Я РАССКАЗАЛА О СВОЕМ чудесном изменении этому доброму отцу, ставшему Божьим инструментом, изобразив все в счастливых красках. Это наполнило его радостью и изумлением.
О мой Бог, к каким же епитимьям побудила меня любовь к страданию! Я принудила себя лишиться даже самых невинных удовольствий. Все, что могло как-нибудь польстить моему вкусу, я отвергала, и заменяла тем, что уязвляло его и внушало мне отвращение. Мой аппетит, до сих пор крайне избирательный, теперь был побежден, так что я с трудом могла отдать предпочтение одной еде перед другой. Я перевязывала несчастным отвратительные язвы и раны, подавала лекарства больным. Когда я впервые занялась этим, это давалось мне с огромным трудом. Но по мере того, как мое отвращение уменьшилось, и я в состоянии была переносить вид самых ужасающих картин, мне открывались и другие места применения моей деятельности. Ибо я ничего не делала от себя, но полностью отдавала управление собой моему Повелителю. Когда тот добрый отец спросил меня, насколько я люблю Бога, я ответила: «Намного больше, чем самый страстный любовник может любить свою возлюбленную, и даже подобное сравнение не могло бы стоять в одном ряду, ибо любовь творения никогда не в состоянии достичь этого уровня ни по силе, ни по глубине». Эта любовь Божья заполонила мое сердце с таким постоянством и силой, что ни о чем другом я и думать не могла. Действительно, ничто другое я не считала достойным своих мыслей. Добрый отец, упомянутый мною, был превосходным проповедником. Прихожане той церкви, к которой я принадлежала, всегда жаждали услышать его проповедь. Когда я пришла, я настолько сильно была поглощена Богом, что не в состоянии была открыть глаза и даже слышать все то, о чем он говорил.

**ПРЕДОСТАВЛЕННЫЕ СТРОКИ**.
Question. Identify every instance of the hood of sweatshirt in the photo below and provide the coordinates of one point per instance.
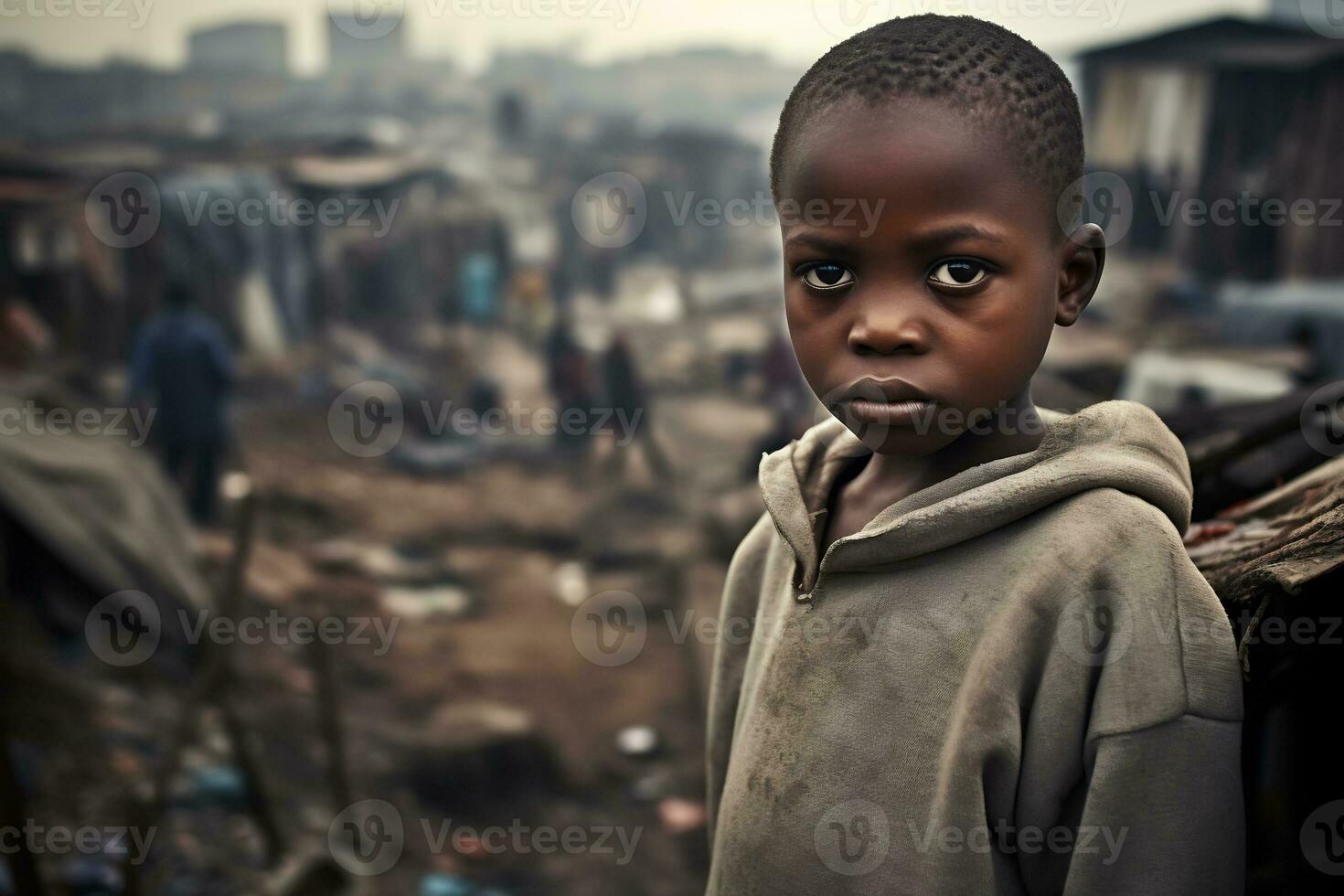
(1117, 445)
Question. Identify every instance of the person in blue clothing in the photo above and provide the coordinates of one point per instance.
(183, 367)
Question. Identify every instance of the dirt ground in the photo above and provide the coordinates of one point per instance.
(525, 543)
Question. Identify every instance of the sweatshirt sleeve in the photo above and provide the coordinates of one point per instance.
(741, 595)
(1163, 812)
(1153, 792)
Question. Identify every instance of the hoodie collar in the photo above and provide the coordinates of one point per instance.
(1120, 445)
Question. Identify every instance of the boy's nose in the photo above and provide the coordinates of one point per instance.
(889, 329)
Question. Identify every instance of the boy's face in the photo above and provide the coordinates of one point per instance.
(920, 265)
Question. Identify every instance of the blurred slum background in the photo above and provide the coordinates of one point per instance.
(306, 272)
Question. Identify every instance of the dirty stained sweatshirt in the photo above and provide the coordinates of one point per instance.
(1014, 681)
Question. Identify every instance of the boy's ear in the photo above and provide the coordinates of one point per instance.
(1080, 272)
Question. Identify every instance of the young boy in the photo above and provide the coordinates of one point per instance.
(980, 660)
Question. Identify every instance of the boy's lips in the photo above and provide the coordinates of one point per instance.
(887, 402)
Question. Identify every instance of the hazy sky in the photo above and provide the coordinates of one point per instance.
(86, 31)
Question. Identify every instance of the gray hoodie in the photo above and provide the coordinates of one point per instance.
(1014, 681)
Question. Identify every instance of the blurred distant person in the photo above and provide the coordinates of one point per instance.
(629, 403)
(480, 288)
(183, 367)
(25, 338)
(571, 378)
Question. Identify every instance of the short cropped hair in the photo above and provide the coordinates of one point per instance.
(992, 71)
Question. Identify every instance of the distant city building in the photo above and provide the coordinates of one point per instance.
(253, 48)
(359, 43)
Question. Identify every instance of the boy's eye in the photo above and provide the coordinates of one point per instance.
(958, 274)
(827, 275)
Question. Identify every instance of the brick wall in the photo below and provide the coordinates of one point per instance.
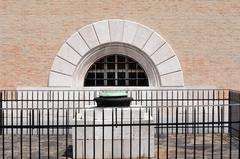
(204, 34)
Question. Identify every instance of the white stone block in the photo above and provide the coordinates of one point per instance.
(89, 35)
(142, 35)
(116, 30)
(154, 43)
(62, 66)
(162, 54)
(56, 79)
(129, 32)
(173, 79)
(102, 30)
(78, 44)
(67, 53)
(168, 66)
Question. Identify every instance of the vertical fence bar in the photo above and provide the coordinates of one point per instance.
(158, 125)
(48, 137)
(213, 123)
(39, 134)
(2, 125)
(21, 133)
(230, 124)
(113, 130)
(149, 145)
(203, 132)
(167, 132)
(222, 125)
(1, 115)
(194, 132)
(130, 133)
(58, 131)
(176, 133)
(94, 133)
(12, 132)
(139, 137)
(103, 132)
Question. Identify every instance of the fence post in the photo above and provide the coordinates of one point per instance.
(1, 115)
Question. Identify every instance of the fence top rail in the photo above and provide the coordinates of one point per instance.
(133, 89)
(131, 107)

**ПИСЬМЕННОЕ ЗАДАНИЕ 1**. Перепишите без изменений из текста о любви к Богу отрывок от «Я РАССКАЗАЛА О» до «радостью и изумлением.» включительно.
**ПИСЬМЕННОЕ ЗАДАНИЕ 2**. Допишите следующую часть текста о любви к Богу, начав сразу после его последнего предложения.

**ОЖИДАЕМЫЙ ОТВЕТ 1**.
Я РАССКАЗАЛА О СВОЕМ чудесном изменении этому доброму отцу, ставшему Божьим инструментом, изобразив все в счастливых красках. Это наполнило его радостью и изумлением.

**ОЖИДАЕМЫЙ ОТВЕТ 2**.
Я обнаружила, что Твое Слово, о мой Боже, производило особенное действие в моем сердце, получая в нем должный результат без какого-либо посредничества иных слов или внимания к ним. И с тех пор я всегда видела это, но иными путями, в соответствии с разными уровнями и состояниями, через которые я проходила. Я так глубоко погружалась во внутренний дух молитвы, что могла лишь изредка произносить молитву вслух.
Погружение в Бога поглощало во мне все. Несмотря на то, что я питала нежную привязанность к некоторым святым, таким как Св. Петр, Св. Павел, Св. Мария Магдалина, Св. Тереза, однако я не могла себе представить их образы, или же взывать к кому-то из них независимо от Бога. Через несколько недель после того, как мое сердце было пронзено таким образом, что и знаменовало мое изменение, в монастыре, где находился мой добрый отец-наставник, наступил праздник Блаженной Девы. Я пошла утром, чтобы получить индульгенции, и была очень удивлена тем, что мне не под силу было совершить это действие, хоть я более пяти часов пробыла в церкви. Все мое существо была пронизана такой остротой чистой любви, что я не могла решиться сократить боль, вызванную моими грехами с помощью индульгенций. «О моя Любовь, — восклицала я, — я желаю страдать за Тебя. Я не вижу удовольствия ни в чем кроме страдания за Тебя. Индульгенции могут быть хороши для тех людей, которые не знают ценности страданий, которые не желают, чтобы Твоя божественная справедливость была удовлетворена, которые, имея корыстные души, не столько боятся быть Тебе неугодными, сколько боятся боли, вызванной грехом».
Однако, из страха, что я могу ошибаться и совершить проступок не получив индульгенции, ведь я никогда не слышала, чтобы кто-нибудь раньше оказывался в подобной ситуации, я вернулась назад, пытаясь снова взять их, но напрасно. Не зная как мне поступить, я отдала себя в руки Господа. Возвратившись домой, я написала доброму отцу, что по его просьбе я записала часть его проповеди, повторяя ее слово в слово по мере того как записывала.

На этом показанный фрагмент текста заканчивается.